[What you need to do] Word for word, output the data, with none of its pictures.

Records for the exercise START

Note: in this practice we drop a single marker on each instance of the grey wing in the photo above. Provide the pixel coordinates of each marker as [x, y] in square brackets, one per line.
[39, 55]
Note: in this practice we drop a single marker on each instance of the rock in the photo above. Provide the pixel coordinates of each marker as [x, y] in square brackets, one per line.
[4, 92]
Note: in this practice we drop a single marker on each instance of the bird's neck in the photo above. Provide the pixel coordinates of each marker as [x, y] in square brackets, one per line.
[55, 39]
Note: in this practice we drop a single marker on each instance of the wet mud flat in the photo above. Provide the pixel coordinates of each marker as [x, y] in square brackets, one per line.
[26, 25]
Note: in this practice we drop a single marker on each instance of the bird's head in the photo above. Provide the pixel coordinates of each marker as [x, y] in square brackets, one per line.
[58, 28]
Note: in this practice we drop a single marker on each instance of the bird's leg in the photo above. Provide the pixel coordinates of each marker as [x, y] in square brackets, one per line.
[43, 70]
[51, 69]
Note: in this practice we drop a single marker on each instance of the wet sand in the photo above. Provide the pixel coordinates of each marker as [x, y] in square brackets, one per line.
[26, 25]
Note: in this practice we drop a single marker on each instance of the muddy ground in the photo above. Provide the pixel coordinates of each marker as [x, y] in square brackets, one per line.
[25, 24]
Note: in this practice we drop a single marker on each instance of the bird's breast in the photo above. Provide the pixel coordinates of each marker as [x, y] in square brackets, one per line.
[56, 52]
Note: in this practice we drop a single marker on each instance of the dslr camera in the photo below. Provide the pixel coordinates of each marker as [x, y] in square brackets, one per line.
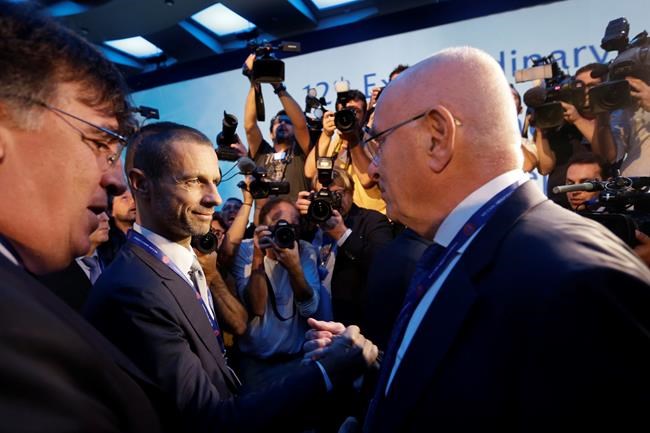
[324, 201]
[267, 68]
[226, 137]
[346, 118]
[284, 234]
[633, 60]
[206, 243]
[262, 187]
[559, 87]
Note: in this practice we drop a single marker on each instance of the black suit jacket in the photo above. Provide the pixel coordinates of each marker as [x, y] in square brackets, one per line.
[388, 278]
[541, 326]
[58, 374]
[371, 230]
[153, 315]
[70, 284]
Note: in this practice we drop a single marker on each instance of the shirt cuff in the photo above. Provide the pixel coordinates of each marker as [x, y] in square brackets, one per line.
[345, 237]
[326, 378]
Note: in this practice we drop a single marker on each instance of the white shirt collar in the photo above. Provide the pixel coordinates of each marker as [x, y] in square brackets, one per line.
[473, 202]
[181, 256]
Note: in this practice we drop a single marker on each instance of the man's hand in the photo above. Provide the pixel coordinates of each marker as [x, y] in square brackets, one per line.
[303, 202]
[348, 356]
[643, 249]
[640, 91]
[334, 226]
[319, 337]
[374, 95]
[328, 123]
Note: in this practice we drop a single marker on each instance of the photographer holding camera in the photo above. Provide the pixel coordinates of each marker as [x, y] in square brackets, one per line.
[340, 140]
[624, 134]
[347, 238]
[277, 281]
[285, 158]
[556, 145]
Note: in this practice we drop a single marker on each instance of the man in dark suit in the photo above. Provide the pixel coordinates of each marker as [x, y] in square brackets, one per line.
[154, 302]
[522, 316]
[59, 157]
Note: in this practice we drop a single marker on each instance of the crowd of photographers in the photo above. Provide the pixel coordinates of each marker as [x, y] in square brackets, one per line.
[320, 245]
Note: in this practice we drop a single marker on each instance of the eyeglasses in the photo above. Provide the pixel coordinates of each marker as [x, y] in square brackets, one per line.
[103, 147]
[374, 142]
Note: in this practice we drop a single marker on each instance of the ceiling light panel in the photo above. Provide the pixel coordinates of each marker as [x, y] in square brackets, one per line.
[137, 46]
[327, 4]
[221, 20]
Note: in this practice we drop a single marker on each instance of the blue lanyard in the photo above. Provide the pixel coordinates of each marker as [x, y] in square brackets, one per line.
[476, 221]
[152, 249]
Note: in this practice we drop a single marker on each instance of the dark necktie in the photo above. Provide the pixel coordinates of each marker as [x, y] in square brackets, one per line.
[417, 288]
[93, 265]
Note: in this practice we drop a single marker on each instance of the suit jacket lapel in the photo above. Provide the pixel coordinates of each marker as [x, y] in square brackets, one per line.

Records for the exercise END

[Response to the task]
Note: in this practice we drop a single marker on each instance of the grey wing in the photo above. Provide the pixel coordinates of each marker as [x, y] in square brackets, one per line.
[39, 55]
Note: in this practice we drop a single marker on each instance of the rock in the photo above. Provide the pixel coordinates of each marker as [x, y] in square brackets, one per line.
[4, 92]
Note: in this practice we drop a single marker on each instance of the bird's neck in the photo above. Provide the pixel coordinates of each marker as [x, y] in square brackets, one per line.
[55, 39]
Note: in this practice we drop a single marker on each instance of the wet mud flat in the photo above. Provide the pixel coordinates of each marker as [x, y] in square brackets, one per line.
[26, 25]
Note: in this practice we drop a single marker on each instance of the bird's head in the photo above. Provide the pixel coordinates of each marker as [x, y] in square brackets, one per line.
[58, 28]
Note: in this practice we drop a single marker on each instance of the bird's leg in the photo above. Provide the pixel coordinates of each marker as [x, y] in square brackets, one per line.
[43, 70]
[51, 69]
Note: in this practice we drop a single marker on each instance of the wet sand in the photo above. Provide the pixel coordinates of each marker as [x, y] in square brackets, one per line.
[26, 25]
Note: in this practice we drop a single marker on each instance of the muddy ground in the photo above. Provide the pixel coordinates of each marker as [x, y] in square brackets, one per line.
[25, 24]
Note: in this practice we drop a single marker on each instance of the bird's breast in the photo above. Provide the pixel coordinates of each marker as [x, y] in square brackets, one per line.
[56, 52]
Note: in this practice we drop a single marker on each instance of the dslr camera in the photo below. Provide the pixel coordinates of each marker as [x, y] in square brackets, one per line.
[324, 201]
[267, 68]
[226, 137]
[346, 118]
[284, 234]
[633, 60]
[206, 243]
[262, 187]
[559, 87]
Note: in this practice we drop a single marker on each instance of the black suit jacket in the photo above. Provide the pixel coordinates of each marker as [x, y] in square brackets, one per line.
[388, 278]
[541, 326]
[58, 374]
[371, 230]
[153, 315]
[70, 284]
Note: in this practice we drop a single marker on each instance of the shirt cuff in the photo above. Provide the pixel coordinates of each marker as [x, y] in square brackets, one per line.
[345, 237]
[326, 378]
Note: in this practice we drop a single marker on each instance of the white shirt collar in the photo above. Provide the pixel coordinates of each marker as [x, y] in square brackets, one per line.
[473, 202]
[181, 256]
Note: in this practice we drop a single marker on each instance of the man's hand in the photo above. Provide the pixel coordinates of each marker as [x, y] in square brackets, one per line.
[303, 202]
[348, 356]
[643, 249]
[640, 91]
[334, 226]
[319, 337]
[374, 95]
[328, 123]
Note: in this practice we drop a single marker on each instance of the photographer holding camera in the photo above. Provide the pixel coordinates of each marker as [x, y] in square brackets, one per line.
[340, 140]
[624, 134]
[347, 238]
[277, 281]
[285, 158]
[556, 145]
Note: in this practice we drop a single marker on each instance of the man in dark suit in the photo above. Provide the pixel coordinates of each marker as [x, y] in square brackets, one per line.
[154, 302]
[522, 316]
[59, 157]
Note: in this practice we drop a single marker on each instance of the crowd of photographers in the photo above. Provide the pixel coordinates of each marker as [x, y] in square brackets, one per line.
[320, 245]
Note: in this practice we drop a single marker on each instance of the eyeglasses in the photo above. Provide the pixel coordinates of each marker as [x, y] in square brackets, one per line.
[103, 147]
[374, 142]
Note: in this practice we drop a single marker on each instance of the ceiling light panel in the photo above. Provide the pixel coordinates of each marker as [x, y] in square brackets, one per line.
[137, 46]
[327, 4]
[221, 20]
Note: in this practice we drop a single marker on each instance of the blue lanyard in the photo above. Provide the pixel coordinates of each marker as [x, y] in square brackets, one per line.
[476, 221]
[152, 249]
Note: in this practice we drop a single marker on each instance of the dark necktie in the photo above. Provide the pixel coordinates of each marker as [x, y] in square brackets, one per line.
[417, 288]
[93, 265]
Note: in this practice we drop a single marker on each instance of the suit jacket lapel in the photo above. Provide the pixel coordinates of each marker as [x, y] in square brackets, one per line.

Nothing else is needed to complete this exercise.